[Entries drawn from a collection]
■ ■ ■ ■ ■

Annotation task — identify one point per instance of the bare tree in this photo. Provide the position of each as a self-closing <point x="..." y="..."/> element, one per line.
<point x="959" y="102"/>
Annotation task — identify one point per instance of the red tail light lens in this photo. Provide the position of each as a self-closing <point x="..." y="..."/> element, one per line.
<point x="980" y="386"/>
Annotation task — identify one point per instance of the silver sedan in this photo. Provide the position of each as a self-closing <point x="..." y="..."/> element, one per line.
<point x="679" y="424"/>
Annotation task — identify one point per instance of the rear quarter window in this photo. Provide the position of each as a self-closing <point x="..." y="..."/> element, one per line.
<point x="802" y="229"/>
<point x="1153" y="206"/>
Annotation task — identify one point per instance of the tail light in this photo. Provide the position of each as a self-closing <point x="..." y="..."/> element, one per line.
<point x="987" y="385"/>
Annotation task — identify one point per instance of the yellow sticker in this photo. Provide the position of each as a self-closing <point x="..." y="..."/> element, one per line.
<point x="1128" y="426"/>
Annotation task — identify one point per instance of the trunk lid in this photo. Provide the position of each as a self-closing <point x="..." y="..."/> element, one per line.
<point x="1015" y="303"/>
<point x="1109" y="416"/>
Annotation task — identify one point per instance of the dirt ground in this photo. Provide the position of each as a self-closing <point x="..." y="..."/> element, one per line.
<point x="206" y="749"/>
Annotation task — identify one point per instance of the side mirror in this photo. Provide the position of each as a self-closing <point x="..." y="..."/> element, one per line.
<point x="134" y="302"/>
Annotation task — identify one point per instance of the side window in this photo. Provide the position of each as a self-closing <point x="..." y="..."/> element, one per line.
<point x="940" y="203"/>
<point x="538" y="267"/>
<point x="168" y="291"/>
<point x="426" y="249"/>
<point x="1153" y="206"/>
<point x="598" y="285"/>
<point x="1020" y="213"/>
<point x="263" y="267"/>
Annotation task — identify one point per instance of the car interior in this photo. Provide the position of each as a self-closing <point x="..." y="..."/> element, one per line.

■ ■ ■ ■ ■

Rewrite all of the data above as a numbered list, one line per item, and leave out any blank lines.

1. Annotation task — identify one point per instance of the bare tree in this photo. Provide the position of each as a self-closing <point x="..." y="..."/> element, one per line.
2. <point x="959" y="102"/>
3. Annotation task — identify one point per instance of the red tail light lens in this photo. Provide the position of each as a self-closing <point x="..." y="..."/> element, one per line.
4. <point x="980" y="386"/>
5. Annotation task — identify one point per instance of the silver sedan in this photo. Provide the position of each as a self-closing <point x="..." y="..."/> element, one per line.
6. <point x="679" y="424"/>
7. Annotation task — identify one point per instance of the rear quarter window in this photo. Provide the position of each as a self-closing <point x="..." y="..."/> element, one per line.
8. <point x="802" y="229"/>
9. <point x="1153" y="206"/>
10. Annotation task — identify one point per instance of the tail light in this photo. Provide the position of each as a self-closing <point x="..." y="..."/> element, one per line.
11. <point x="987" y="385"/>
12. Annotation task — identify one point per instance of the yellow sticker in this photo. Provide the position of each as a self-closing <point x="..." y="..."/> element, one per line.
13. <point x="1128" y="426"/>
14. Annotation task — identify one point per instance of the trunk lid in this photo. Provide the position of each as a self-closing <point x="..." y="..."/> element, one per line.
15. <point x="1015" y="303"/>
16. <point x="1109" y="416"/>
17. Annotation task — identify one point per instance of the dirt ground in this photo. Provide the position of each as a self-closing <point x="..." y="..."/> element, one per line.
18. <point x="206" y="749"/>
19. Annotation task — identify one point per instance of the side mirror in this photo. Provide the position of each as a self-closing <point x="..." y="..."/> element, one per line.
20. <point x="134" y="302"/>
21. Annotation task — identify one point per instance of the side window in this photo. Provide the position of each as a self-closing <point x="..." y="..."/> element, one per line.
22. <point x="940" y="203"/>
23. <point x="538" y="267"/>
24. <point x="168" y="291"/>
25. <point x="426" y="249"/>
26. <point x="1153" y="206"/>
27. <point x="598" y="285"/>
28. <point x="1020" y="213"/>
29. <point x="263" y="267"/>
30. Annotation task — identify one point per instance of the car interior in this photo. Provide the position of each as a self-closing <point x="..." y="..."/> element, one per line.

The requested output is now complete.